● **Supplied data**
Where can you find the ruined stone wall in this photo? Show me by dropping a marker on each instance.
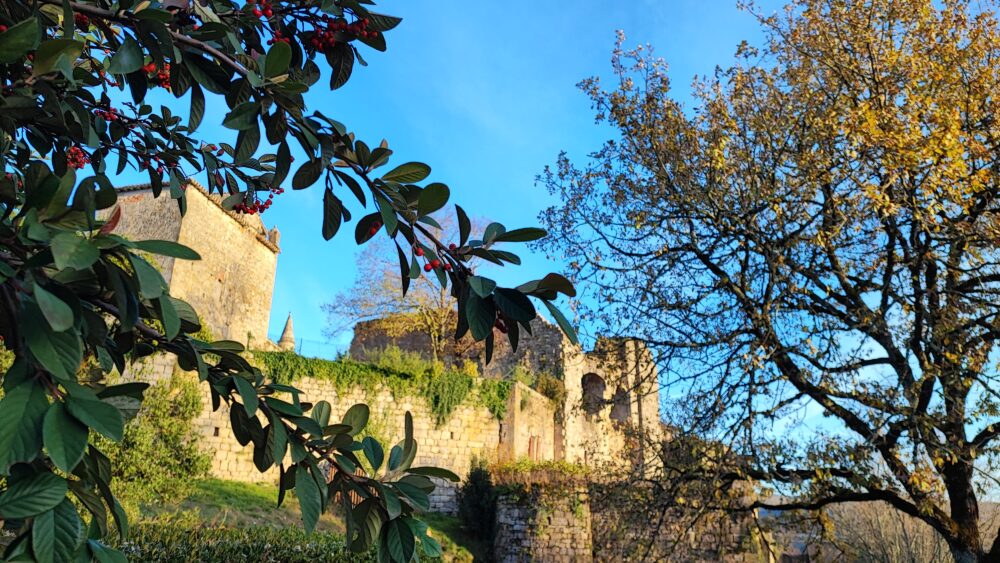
(538, 352)
(543, 525)
(529, 426)
(470, 432)
(232, 284)
(144, 217)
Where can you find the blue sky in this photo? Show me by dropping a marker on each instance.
(486, 96)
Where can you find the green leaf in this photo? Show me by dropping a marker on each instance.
(277, 437)
(382, 22)
(464, 226)
(21, 413)
(522, 235)
(151, 284)
(408, 173)
(332, 214)
(482, 286)
(248, 394)
(57, 54)
(32, 495)
(493, 230)
(197, 107)
(243, 116)
(399, 541)
(102, 417)
(60, 353)
(18, 40)
(127, 58)
(167, 248)
(373, 451)
(310, 500)
(321, 413)
(357, 418)
(438, 472)
(56, 311)
(307, 174)
(481, 316)
(277, 60)
(432, 198)
(65, 438)
(72, 251)
(514, 304)
(563, 323)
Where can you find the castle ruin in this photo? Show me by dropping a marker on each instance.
(610, 392)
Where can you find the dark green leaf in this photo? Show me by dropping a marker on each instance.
(277, 60)
(65, 437)
(310, 499)
(481, 316)
(563, 323)
(522, 235)
(21, 413)
(464, 226)
(248, 394)
(373, 451)
(72, 251)
(100, 416)
(514, 304)
(482, 286)
(438, 472)
(167, 248)
(408, 173)
(432, 198)
(56, 311)
(243, 116)
(127, 58)
(357, 418)
(18, 40)
(32, 495)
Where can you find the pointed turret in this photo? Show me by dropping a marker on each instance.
(287, 340)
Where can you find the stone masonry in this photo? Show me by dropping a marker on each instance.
(543, 525)
(609, 390)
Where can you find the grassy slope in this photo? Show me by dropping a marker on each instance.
(235, 504)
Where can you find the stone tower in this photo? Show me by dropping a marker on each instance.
(287, 340)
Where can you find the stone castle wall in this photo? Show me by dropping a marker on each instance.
(542, 525)
(470, 433)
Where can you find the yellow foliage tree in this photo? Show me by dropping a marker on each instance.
(818, 235)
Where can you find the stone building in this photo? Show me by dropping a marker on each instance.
(610, 391)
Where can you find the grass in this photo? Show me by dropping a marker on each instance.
(215, 502)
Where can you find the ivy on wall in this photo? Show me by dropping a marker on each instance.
(443, 390)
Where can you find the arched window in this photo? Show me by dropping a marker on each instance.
(593, 393)
(620, 407)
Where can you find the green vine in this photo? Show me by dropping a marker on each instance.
(443, 390)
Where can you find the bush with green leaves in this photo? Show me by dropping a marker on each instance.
(159, 454)
(85, 89)
(477, 503)
(167, 542)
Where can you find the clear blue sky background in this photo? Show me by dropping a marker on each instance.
(486, 95)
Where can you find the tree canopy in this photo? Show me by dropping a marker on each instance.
(816, 235)
(78, 79)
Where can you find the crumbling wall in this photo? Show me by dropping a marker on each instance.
(543, 524)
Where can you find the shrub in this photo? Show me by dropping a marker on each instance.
(163, 541)
(158, 456)
(477, 503)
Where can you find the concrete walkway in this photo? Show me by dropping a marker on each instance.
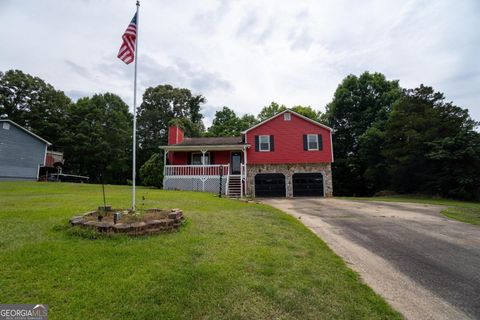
(425, 265)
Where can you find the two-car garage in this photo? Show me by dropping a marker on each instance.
(303, 184)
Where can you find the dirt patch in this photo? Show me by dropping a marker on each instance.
(153, 221)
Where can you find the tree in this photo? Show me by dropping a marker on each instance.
(151, 172)
(34, 104)
(100, 139)
(271, 110)
(226, 123)
(160, 105)
(307, 112)
(247, 121)
(357, 115)
(431, 146)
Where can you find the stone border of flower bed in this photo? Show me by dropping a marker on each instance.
(173, 222)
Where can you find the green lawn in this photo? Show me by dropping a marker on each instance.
(468, 212)
(232, 260)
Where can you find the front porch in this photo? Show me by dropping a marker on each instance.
(207, 168)
(207, 178)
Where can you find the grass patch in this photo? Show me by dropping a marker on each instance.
(232, 260)
(468, 212)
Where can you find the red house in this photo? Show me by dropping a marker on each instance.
(287, 155)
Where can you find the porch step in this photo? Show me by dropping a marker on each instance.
(235, 187)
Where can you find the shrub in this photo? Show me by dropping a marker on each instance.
(151, 172)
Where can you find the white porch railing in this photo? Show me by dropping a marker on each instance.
(196, 170)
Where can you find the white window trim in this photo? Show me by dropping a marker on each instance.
(194, 153)
(308, 142)
(260, 143)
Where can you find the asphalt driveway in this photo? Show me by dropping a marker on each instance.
(425, 265)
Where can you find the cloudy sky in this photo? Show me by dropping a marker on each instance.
(245, 54)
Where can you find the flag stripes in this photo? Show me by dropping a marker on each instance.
(127, 50)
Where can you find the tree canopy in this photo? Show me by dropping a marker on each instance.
(99, 139)
(227, 123)
(384, 137)
(34, 104)
(160, 105)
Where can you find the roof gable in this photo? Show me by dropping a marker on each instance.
(25, 130)
(292, 112)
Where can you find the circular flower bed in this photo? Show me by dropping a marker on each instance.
(152, 221)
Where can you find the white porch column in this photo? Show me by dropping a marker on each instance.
(165, 152)
(245, 173)
(203, 160)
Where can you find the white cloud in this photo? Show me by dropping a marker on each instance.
(245, 54)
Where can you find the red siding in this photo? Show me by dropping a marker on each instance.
(175, 135)
(288, 141)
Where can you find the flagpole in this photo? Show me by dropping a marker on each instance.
(135, 114)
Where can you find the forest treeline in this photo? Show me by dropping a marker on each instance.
(386, 138)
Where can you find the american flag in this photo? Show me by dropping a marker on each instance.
(127, 50)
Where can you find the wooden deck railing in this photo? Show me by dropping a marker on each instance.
(196, 170)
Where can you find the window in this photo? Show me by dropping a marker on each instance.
(197, 158)
(264, 142)
(312, 140)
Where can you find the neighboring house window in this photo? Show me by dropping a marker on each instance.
(197, 158)
(312, 140)
(264, 142)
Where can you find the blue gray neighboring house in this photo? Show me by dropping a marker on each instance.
(22, 152)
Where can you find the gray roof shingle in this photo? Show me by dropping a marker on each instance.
(211, 141)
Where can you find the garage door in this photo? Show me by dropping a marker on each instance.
(308, 185)
(270, 185)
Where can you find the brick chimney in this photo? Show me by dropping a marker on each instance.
(175, 135)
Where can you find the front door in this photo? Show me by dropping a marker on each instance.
(235, 163)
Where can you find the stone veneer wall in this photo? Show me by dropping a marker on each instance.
(288, 170)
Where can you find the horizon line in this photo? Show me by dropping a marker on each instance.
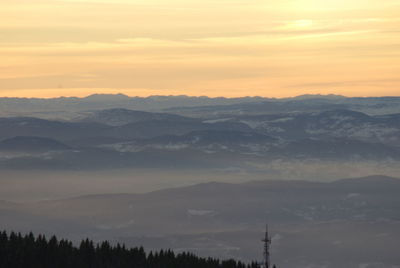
(195, 96)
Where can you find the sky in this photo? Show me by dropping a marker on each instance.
(231, 48)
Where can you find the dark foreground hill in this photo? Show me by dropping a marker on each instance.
(30, 251)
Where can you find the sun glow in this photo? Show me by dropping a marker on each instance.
(226, 47)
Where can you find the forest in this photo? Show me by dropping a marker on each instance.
(30, 251)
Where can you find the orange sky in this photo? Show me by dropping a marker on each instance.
(232, 48)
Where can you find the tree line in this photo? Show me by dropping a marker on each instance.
(29, 251)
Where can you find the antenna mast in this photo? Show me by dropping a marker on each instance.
(267, 243)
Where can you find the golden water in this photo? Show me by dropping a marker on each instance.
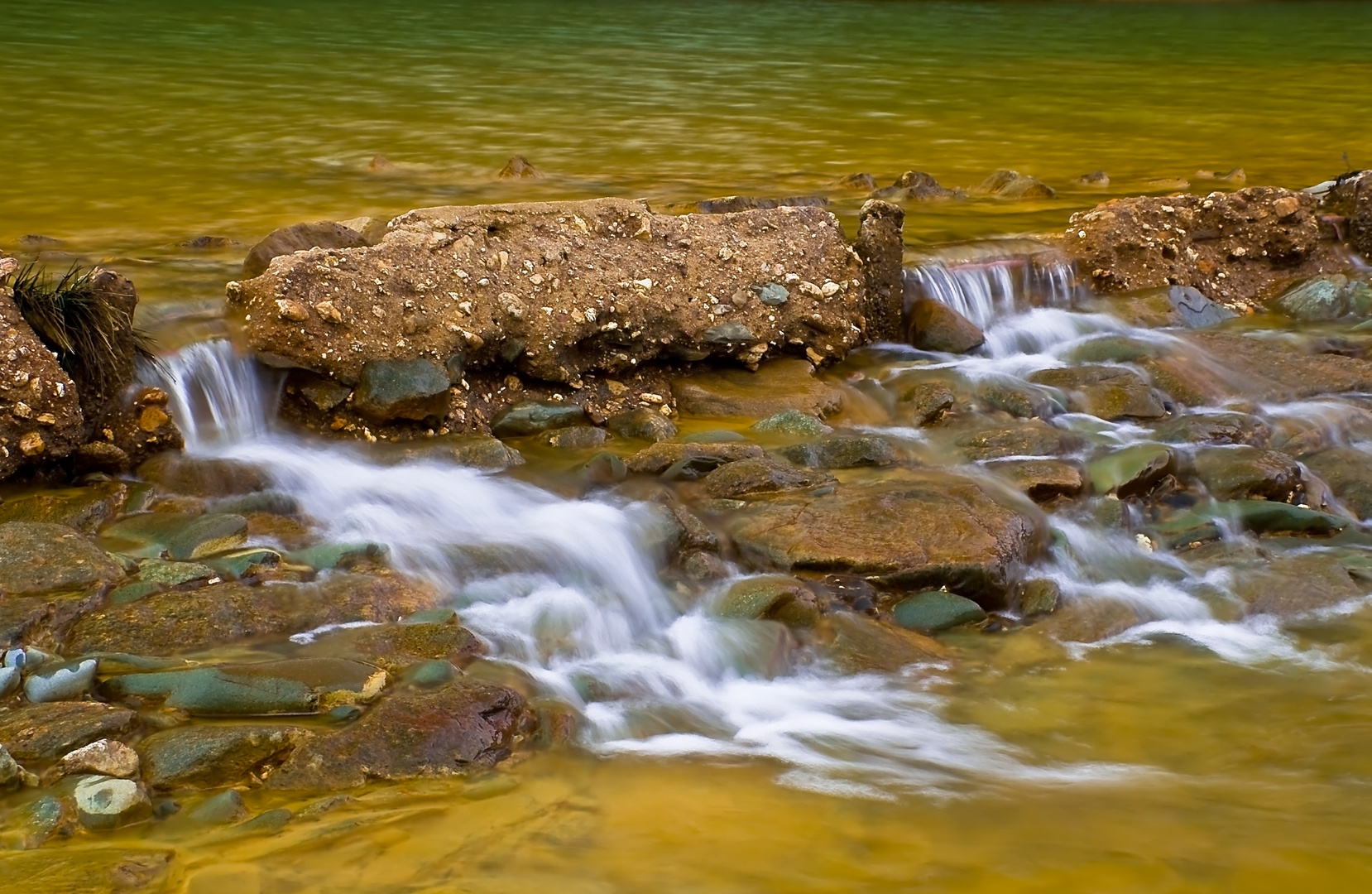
(133, 127)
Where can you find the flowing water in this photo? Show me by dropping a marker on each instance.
(1194, 747)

● **Problem description**
Write the entries above out again exactly, but not the pictures.

● **Finished exercise**
Where can you find the ruined stone wall in this photo? Show me by dropping a marker on each instance.
(538, 352)
(543, 525)
(529, 426)
(470, 432)
(232, 284)
(144, 217)
Where can you find the blue sky in this photo? Show me by dropping a marker on each instance.
(486, 96)
Where can you find the green leaf in this photo? Show me by dropping a marker on each instance.
(277, 437)
(382, 22)
(464, 226)
(21, 413)
(522, 235)
(151, 284)
(408, 173)
(332, 214)
(482, 286)
(248, 394)
(57, 54)
(32, 495)
(493, 230)
(197, 107)
(243, 116)
(399, 541)
(102, 417)
(60, 353)
(18, 40)
(127, 58)
(167, 248)
(373, 451)
(310, 500)
(321, 413)
(357, 418)
(438, 472)
(56, 311)
(307, 174)
(481, 316)
(277, 60)
(432, 198)
(65, 438)
(72, 251)
(514, 304)
(563, 323)
Where can you find the castle ruin in this photo? Show me by dropping a marker on each instance.
(610, 392)
Where can you find the dark green leaf in this photo? Show me by dropping a marker on each instance.
(277, 60)
(65, 437)
(310, 499)
(481, 316)
(563, 323)
(522, 235)
(21, 413)
(464, 226)
(248, 394)
(373, 451)
(72, 251)
(100, 416)
(514, 304)
(482, 286)
(438, 472)
(167, 248)
(408, 173)
(432, 198)
(56, 311)
(243, 116)
(127, 58)
(357, 418)
(18, 40)
(32, 495)
Where can you find the pointed turret in this photo? Show me by dropping a marker on each instance.
(287, 340)
Where can you find the stone masonry in this photo? Show me by dropping a marker on each instance.
(543, 525)
(609, 390)
Where can you find the grassy slope in this photo? Show me by dropping a marker on each instance.
(235, 504)
Where can you find the stone tower in this photo? Show me by dropping a marker on each instance.
(287, 340)
Where can you find the stone castle wall in this photo? Show me by dropping a marker on each instance.
(542, 525)
(470, 433)
Where can you find the yellow foliage tree in this photo? Show me by dropping a marker on each instance.
(818, 235)
Where can you find the stone building in this photo? Show me by dropping a marker on each instance.
(610, 391)
Where can you find the grass in this photo? Show me by dropping a marker on each instance.
(215, 502)
Where can you find the ivy on wall in this photo? Show me by dropping a marker on each instance.
(443, 390)
Where can you find the arched window in this photo? Show me by dropping a marker on each instance.
(593, 393)
(620, 407)
Where can you find the green vine in this photo? Show me by dropping a marker on each instance.
(443, 390)
Where can you find the bush with green leaves in this photo? Show me by dropping a marker on each instance.
(159, 454)
(85, 89)
(477, 503)
(167, 542)
Where can you find the clear blue sky background in this photo? Show me by dropping a marker on each instance.
(486, 95)
Where can you find the tree canopy in this photo? Show me by dropping a marker on each instance.
(816, 235)
(78, 79)
Where can you find the crumbling wall in this photo? Show me by dropping a marker on each instance.
(543, 524)
Where can you find the shrub in this photo? Show me by dropping a marker on each instance.
(163, 541)
(158, 456)
(477, 503)
Where can you find the concrete walkway in this photo? Show me by dropping a marker on each instance.
(425, 265)
Where can you find the two-car garage in this photo? Show me by dropping a marker on each instance.
(303, 184)
Where can you find the dirt patch in this photo? Show me by dropping a marker on each instance.
(153, 221)
Where can you find the tree in this photo? Show me by dropping a marker on each instance.
(151, 172)
(34, 104)
(100, 139)
(271, 110)
(226, 123)
(160, 105)
(307, 112)
(247, 121)
(357, 115)
(431, 146)
Where can you find the stone border of flower bed in this photo? Show me by dropping a marker on each instance.
(173, 222)
Where can you find the green lawn in this photo? Show me by dropping a marker on each instance.
(468, 212)
(232, 260)
Where can you find the front porch in this photo? Show me by dropping a marker on each instance.
(207, 168)
(207, 178)
Where can you find the grass patch in this photo? Show me by dropping a marker on each instance.
(232, 260)
(468, 212)
Where can you find the red house in this photo? Show me by dropping a marker on each instance.
(287, 155)
Where can you find the porch step in this photo? Show me by dropping a marker on each instance.
(235, 187)
Where can you find the shrub in this photo? Show me by dropping a marker on each instance.
(151, 172)
Where can you find the white porch railing in this photo? Show me by dropping a marker on each instance.
(196, 170)
Where can you find the white window trim in this photo? Show me by dropping a marker on each instance.
(194, 153)
(308, 142)
(260, 143)
Where can you find the asphalt driveway in this photo? Show me by dropping a marker on each instance.
(425, 265)
Where can you find the cloudy sky in this photo? Show me by dropping a marker on each instance.
(245, 54)
Where can you find the flag stripes in this photo? Show me by dropping a marker on each instance.
(127, 50)
Where can you find the tree canopy in this photo? Show me by dropping a marker on each instance.
(99, 139)
(227, 123)
(384, 137)
(34, 104)
(160, 105)
Where can you find the roof gable in this photo? Show me by dropping a marker on each instance.
(25, 130)
(292, 112)
Where can you find the circular flower bed in this photo? Show me by dropping a marker on each instance.
(152, 221)
Where can you find the white porch column in this photo? Show me by dropping a marker on each instance.
(165, 152)
(245, 173)
(203, 160)
Where can you find the white cloud in this photo? Show me by dropping a marker on each instance.
(245, 54)
Where can you find the red siding in this photo? Show me by dropping a marker on each instance.
(175, 135)
(288, 141)
Where can you find the flagpole in this photo? Show me by dropping a marker on each instance.
(135, 114)
Where can you find the forest treeline in this photo? Show me by dropping a marker on each instance.
(386, 138)
Where can you find the american flag in this photo? Show me by dropping a marker on each instance.
(127, 50)
Where can you find the wooden deck railing in this photo? Show me by dropping a marker on each instance.
(196, 170)
Where can you find the window in this photo? Show me by dropping a marker on each instance.
(197, 158)
(264, 142)
(312, 140)
Where can you find the neighboring house window in this photo? Show me by dropping a marker on each instance.
(197, 158)
(312, 140)
(264, 142)
Where can you find the blue gray neighboring house in this photo? Show me by dropping a marker on each instance.
(22, 152)
Where can you find the gray roof shingle in this photo? Show me by dropping a marker on each instance.
(211, 141)
Where can you find the garage door in this photo? Show me by dropping a marker on each instance.
(308, 185)
(270, 185)
Where can you find the brick chimney in this photo? Show me by dropping a marker on each instance.
(175, 135)
Where can you find the front door in this photo? Show me by dropping a marker on each instance.
(235, 163)
Where can you find the stone veneer wall in this photo? Show me by dropping a marker on each instance.
(288, 170)
Where can you find the horizon line in this photo? Show me by dropping a marker on each instance.
(195, 96)
Where can you find the sky in this photo? Show me by dropping a marker on each instance.
(231, 48)
Where can you find the dark foreground hill in this photo? Show me by dropping a marker on each instance.
(30, 251)
Where can you find the sun glow in this photo? Show me by dropping a marker on each instance.
(226, 47)
Where can you find the forest in this photo? Show me by dropping a marker on each instance.
(30, 251)
Where can you find the orange sky in this photo? Show me by dropping a marker on each instance.
(232, 48)
Where can you find the tree line in this photo? Show me by dropping a marker on each instance.
(29, 251)
Where can you find the antenna mast in this photo? Show me by dropping a marker on each instance.
(267, 243)
Where can you find the golden water in this photo? Show me by dropping a marker on each instance.
(133, 127)
Where can you find the flowing water in this photo? Show me by dropping a marker on each instance.
(1194, 747)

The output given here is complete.